Convert the records below into a JSON list of strings with one string per line, skip blank lines, and leave the pictures out.

[Stored dataset records]
• • •

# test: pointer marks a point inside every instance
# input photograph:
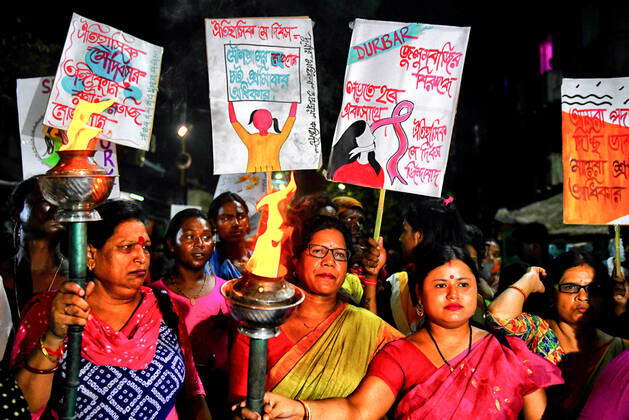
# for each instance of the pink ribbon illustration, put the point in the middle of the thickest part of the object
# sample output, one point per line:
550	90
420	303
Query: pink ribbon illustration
396	119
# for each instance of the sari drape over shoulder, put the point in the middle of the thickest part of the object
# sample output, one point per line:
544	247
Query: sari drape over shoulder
490	382
328	362
331	360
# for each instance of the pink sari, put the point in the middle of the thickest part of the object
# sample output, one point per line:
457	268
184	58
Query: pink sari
489	383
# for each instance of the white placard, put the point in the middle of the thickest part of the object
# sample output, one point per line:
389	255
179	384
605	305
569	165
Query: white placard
99	62
262	69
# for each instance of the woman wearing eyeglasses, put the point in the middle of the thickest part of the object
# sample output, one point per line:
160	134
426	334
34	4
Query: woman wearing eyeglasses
325	347
577	289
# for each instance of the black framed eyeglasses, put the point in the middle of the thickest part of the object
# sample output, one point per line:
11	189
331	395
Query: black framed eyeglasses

• • •

_The completed task_:
[
  "# test: pointer marks a point inside every instance",
  "# input photograph:",
  "# for each instance of the pink ribbon illustration, put the point in the middle of the thickest part of the object",
  "# sample output, one point per line:",
  "550\t90",
  "420\t303",
  "Query: pink ribbon illustration",
  "396\t119",
  "# for each instance of the sari drape over shoulder, put the point in the middle of the thickest part of the object",
  "# sample output, one point per line:",
  "544\t247",
  "Query: sari drape over shoulder",
  "490\t382",
  "328\t362",
  "331\t360",
  "# for each instance of the pink sari, put the point in the middle of the thickest part of the object",
  "# sample output, one point per line:",
  "457\t268",
  "184\t58",
  "Query: pink sari",
  "489\t383",
  "# for each instance of the white placard, put the point in the middle of the thickest part of the object",
  "# sample output, one point per line:",
  "389\t255",
  "179\t384",
  "605\t305",
  "569\t165",
  "Query: white placard",
  "99\t62",
  "262\t69",
  "# for each instance of the woman wearing eyeglasses, put the point in the middle of the thickest part of the object",
  "# sample output, one point per line:",
  "160\t134",
  "426\t334",
  "34\t4",
  "Query: woman wearing eyeglasses",
  "325\t347",
  "577\t289",
  "# for each instance of the black framed eyeglasses, put the point in the middle of the thickest part of the object",
  "# sample output, one point per line:",
  "11\t189",
  "331\t395",
  "Query: black framed eyeglasses"
]